Recopiez les items depuis leur début jusqu'à la ligne qui contient « [253,81,282,114] », celle-ci comprise, en renommant « review the image » en « inspect the image ». Ne modifiez rien d'autre.

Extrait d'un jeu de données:
----------------
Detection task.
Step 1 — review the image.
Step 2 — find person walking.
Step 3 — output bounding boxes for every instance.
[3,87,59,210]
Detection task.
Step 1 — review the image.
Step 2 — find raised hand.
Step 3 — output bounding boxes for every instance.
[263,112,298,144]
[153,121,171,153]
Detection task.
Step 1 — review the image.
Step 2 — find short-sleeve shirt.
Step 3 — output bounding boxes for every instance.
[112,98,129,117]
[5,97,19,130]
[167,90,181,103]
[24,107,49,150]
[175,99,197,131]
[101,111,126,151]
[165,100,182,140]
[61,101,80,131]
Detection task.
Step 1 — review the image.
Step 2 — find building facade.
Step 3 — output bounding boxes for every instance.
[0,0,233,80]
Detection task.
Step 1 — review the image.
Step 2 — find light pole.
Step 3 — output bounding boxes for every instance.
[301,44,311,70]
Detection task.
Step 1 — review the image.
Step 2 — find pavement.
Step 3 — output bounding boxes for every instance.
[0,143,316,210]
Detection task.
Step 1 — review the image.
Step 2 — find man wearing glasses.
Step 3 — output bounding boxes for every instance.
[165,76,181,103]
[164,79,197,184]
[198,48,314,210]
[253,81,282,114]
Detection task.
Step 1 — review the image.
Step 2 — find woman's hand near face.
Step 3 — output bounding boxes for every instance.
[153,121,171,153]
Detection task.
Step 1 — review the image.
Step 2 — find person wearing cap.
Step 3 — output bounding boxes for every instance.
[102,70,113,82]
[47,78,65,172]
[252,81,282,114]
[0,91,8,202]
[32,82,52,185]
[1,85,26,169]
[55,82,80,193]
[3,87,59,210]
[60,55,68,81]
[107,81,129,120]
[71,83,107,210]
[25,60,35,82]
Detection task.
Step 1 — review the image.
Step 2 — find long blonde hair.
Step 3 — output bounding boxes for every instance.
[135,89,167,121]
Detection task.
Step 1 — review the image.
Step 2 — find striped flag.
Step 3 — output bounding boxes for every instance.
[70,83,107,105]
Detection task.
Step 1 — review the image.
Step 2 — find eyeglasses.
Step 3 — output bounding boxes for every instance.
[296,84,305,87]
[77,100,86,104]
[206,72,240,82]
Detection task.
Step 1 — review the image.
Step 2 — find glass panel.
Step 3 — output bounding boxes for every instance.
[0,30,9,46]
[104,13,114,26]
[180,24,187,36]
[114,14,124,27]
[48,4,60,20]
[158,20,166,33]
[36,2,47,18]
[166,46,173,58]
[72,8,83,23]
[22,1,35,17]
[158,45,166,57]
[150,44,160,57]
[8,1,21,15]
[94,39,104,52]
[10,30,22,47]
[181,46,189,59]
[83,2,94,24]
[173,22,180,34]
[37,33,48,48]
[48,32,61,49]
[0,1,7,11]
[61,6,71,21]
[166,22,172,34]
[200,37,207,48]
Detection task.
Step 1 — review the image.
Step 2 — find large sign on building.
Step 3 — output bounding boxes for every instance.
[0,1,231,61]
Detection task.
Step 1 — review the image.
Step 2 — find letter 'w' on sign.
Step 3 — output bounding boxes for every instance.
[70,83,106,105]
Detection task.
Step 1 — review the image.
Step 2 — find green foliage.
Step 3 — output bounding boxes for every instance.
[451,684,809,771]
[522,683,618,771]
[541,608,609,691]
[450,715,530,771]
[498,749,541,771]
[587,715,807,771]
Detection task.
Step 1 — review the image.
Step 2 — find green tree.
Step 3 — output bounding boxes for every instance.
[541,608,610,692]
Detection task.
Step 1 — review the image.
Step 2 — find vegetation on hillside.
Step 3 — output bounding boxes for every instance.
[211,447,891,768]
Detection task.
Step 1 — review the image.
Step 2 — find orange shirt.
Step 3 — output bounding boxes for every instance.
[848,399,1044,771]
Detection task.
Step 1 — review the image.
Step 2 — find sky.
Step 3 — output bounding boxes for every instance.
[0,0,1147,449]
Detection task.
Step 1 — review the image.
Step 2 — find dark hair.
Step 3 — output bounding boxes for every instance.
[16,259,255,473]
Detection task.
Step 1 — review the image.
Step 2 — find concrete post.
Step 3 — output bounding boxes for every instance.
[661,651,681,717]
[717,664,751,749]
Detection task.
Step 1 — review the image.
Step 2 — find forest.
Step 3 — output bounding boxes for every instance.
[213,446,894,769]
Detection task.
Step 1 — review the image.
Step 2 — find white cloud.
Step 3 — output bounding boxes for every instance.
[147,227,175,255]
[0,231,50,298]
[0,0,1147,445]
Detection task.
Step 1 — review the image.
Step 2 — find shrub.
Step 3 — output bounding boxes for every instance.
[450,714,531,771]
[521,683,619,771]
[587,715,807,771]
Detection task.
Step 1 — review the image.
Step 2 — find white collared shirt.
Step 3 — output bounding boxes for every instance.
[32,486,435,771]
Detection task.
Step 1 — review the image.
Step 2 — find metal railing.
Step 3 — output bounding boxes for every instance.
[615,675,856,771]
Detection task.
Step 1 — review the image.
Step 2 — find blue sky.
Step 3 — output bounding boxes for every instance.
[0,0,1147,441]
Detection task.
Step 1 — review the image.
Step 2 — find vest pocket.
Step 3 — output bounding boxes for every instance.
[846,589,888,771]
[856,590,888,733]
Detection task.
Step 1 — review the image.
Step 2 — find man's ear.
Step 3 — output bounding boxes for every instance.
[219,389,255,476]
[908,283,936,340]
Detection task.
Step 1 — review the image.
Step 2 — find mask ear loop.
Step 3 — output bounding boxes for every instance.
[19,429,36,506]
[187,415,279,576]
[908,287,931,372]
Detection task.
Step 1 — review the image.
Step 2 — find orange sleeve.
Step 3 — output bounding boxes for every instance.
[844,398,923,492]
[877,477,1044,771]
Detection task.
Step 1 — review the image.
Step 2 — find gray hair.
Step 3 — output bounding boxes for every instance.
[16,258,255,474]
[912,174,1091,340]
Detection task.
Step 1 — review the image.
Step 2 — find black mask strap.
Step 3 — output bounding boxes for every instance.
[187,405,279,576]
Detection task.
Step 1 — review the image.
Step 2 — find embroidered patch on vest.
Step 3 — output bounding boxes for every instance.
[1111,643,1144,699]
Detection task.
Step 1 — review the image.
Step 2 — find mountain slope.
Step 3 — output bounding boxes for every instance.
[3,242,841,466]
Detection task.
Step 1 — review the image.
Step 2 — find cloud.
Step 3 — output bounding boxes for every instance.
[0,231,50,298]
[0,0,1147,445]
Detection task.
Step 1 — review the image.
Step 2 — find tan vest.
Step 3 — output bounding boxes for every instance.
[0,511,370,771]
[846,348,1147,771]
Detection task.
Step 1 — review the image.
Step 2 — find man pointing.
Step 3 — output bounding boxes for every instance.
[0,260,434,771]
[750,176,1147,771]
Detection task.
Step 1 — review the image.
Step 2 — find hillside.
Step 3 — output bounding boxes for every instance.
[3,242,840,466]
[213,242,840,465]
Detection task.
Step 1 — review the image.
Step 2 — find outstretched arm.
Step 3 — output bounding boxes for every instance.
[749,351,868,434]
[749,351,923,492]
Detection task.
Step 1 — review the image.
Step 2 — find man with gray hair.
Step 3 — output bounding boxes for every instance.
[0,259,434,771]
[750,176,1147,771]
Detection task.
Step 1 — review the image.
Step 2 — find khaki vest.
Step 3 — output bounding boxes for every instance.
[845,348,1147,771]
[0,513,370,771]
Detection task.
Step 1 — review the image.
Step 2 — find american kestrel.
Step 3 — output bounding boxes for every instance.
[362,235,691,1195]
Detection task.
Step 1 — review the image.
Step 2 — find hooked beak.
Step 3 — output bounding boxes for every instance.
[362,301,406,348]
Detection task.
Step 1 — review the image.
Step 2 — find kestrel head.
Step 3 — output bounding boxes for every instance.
----------------
Sortie complète:
Detection task.
Step 1 — inspect the image.
Step 2 — find person walking.
Step 3 — output bounding boxes for every instance.
[3,87,59,210]
Detection task.
Step 1 — inspect the image.
Step 2 — find raised hand.
Step 3 — output bounding boxes for every instance.
[263,112,298,144]
[153,121,171,153]
Detection task.
Step 1 — inspect the image.
Step 2 — find short-sleeve shirt.
Step 3 — output bounding boxes for every instance.
[112,98,129,117]
[5,97,19,130]
[167,90,181,103]
[24,107,49,150]
[175,99,197,131]
[101,111,126,151]
[165,100,182,140]
[61,101,80,131]
Detection task.
Step 1 — inspect the image.
Step 2 — find building facade.
Step 3 — output bounding boxes for every instance.
[0,0,233,80]
Detection task.
Step 1 — inspect the image.
Step 2 — find light pole.
Step 3 — output bounding boxes for every instance.
[301,44,311,70]
Detection task.
Step 1 — inspect the image.
Step 2 — find pavement.
Step 3 — output bounding boxes for every instance.
[0,143,316,210]
Detection task.
Step 1 — inspect the image.
Step 2 — find man wearing glasses.
Step 3 — output bounding boxes for every instance.
[165,76,181,103]
[164,79,197,184]
[198,48,314,210]
[253,81,282,114]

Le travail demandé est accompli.